Reproduce the text on chromium-6 studies word for word, starting with "A Journal of" and going on through "and other chemicals.".

___ Text shown ___

A 2012 paper in the Journal of Applied Toxicology concluded that regularly drinking water with 210 ppb of Cr-6 poses no health or cancer risks. That is 3,000 times higher than the 0.07 ppb level that triggered the 2016 North Carolina “do not drink” letters. (The real health problems involve airborne chromium-6.)
A Journal of Occupational and Environmental Medicine study evaluated 52,000 workers employed for up to 25 years at several PG&E plants, which were the center of controversy in lawsuits in 1993 and were later featured in the Erin Brockovich movie. Their incidence of cancer was no higher than for California residents in general, the study found; in fact, their death rates were actually lower than for California’s population at large, even though their jobs regularly exposed them to Chromium-6 and other chemicals.

___ Entries provided ___

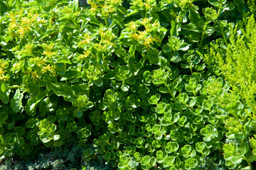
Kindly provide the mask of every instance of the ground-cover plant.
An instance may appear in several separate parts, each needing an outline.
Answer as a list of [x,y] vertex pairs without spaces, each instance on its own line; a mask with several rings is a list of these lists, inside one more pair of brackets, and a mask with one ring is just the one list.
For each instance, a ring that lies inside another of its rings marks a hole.
[[1,157],[71,140],[113,169],[253,167],[253,108],[204,55],[232,49],[243,1],[1,5]]

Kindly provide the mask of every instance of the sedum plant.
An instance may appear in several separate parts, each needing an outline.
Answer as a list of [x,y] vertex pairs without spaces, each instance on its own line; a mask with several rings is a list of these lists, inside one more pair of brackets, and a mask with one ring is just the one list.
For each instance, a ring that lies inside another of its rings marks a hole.
[[243,1],[0,3],[1,157],[72,142],[113,169],[252,169],[252,97],[211,64],[246,33]]

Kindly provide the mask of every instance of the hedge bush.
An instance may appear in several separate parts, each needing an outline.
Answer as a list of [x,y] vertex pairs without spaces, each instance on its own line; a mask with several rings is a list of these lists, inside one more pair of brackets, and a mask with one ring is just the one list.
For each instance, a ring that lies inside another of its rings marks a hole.
[[256,166],[253,0],[0,5],[2,158],[71,142],[113,169]]

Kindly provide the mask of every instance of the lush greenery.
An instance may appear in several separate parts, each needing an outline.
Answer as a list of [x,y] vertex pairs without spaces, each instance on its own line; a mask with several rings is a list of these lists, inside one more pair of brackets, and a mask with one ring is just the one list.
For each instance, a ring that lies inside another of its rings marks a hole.
[[0,1],[0,157],[256,166],[254,0],[81,4]]

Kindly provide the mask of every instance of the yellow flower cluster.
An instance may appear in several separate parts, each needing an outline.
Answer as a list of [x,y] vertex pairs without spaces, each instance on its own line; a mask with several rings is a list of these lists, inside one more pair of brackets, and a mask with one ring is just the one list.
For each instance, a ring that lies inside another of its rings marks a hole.
[[145,0],[144,2],[142,0],[133,0],[132,1],[131,5],[140,8],[144,7],[145,9],[149,10],[153,9],[156,6],[156,3],[155,0]]
[[53,56],[56,55],[56,52],[53,52],[53,49],[54,47],[54,43],[51,42],[49,45],[46,43],[43,44],[43,55],[45,55],[48,58],[51,58]]
[[17,11],[11,11],[6,16],[10,18],[8,30],[11,33],[11,37],[18,36],[23,38],[26,34],[33,31],[34,25],[46,23],[46,20],[40,18],[40,15],[35,12],[33,8],[29,11],[21,8]]
[[4,59],[0,60],[0,80],[7,81],[9,77],[5,73],[6,71],[5,69],[9,66],[9,61]]
[[88,33],[85,33],[82,37],[82,40],[80,41],[78,44],[78,47],[83,47],[84,46],[89,45],[90,42],[91,35]]
[[144,30],[138,30],[137,28],[140,26],[137,24],[137,23],[133,21],[129,23],[126,28],[128,31],[132,32],[129,36],[134,40],[144,45],[146,48],[150,48],[151,45],[154,42],[161,42],[160,38],[151,33],[151,31],[155,29],[155,28],[160,27],[160,24],[157,21],[151,23],[149,18],[144,18],[140,22],[140,25],[142,25],[145,28]]
[[88,0],[87,4],[90,5],[92,13],[97,12],[101,17],[107,18],[117,11],[118,6],[122,4],[122,0]]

___

= Response to this exercise =
A Journal of Occupational and Environmental Medicine study evaluated 52,000 workers employed for up to 25 years at several PG&E plants, which were the center of controversy in lawsuits in 1993 and were later featured in the Erin Brockovich movie. Their incidence of cancer was no higher than for California residents in general, the study found; in fact, their death rates were actually lower than for California’s population at large, even though their jobs regularly exposed them to Chromium-6 and other chemicals.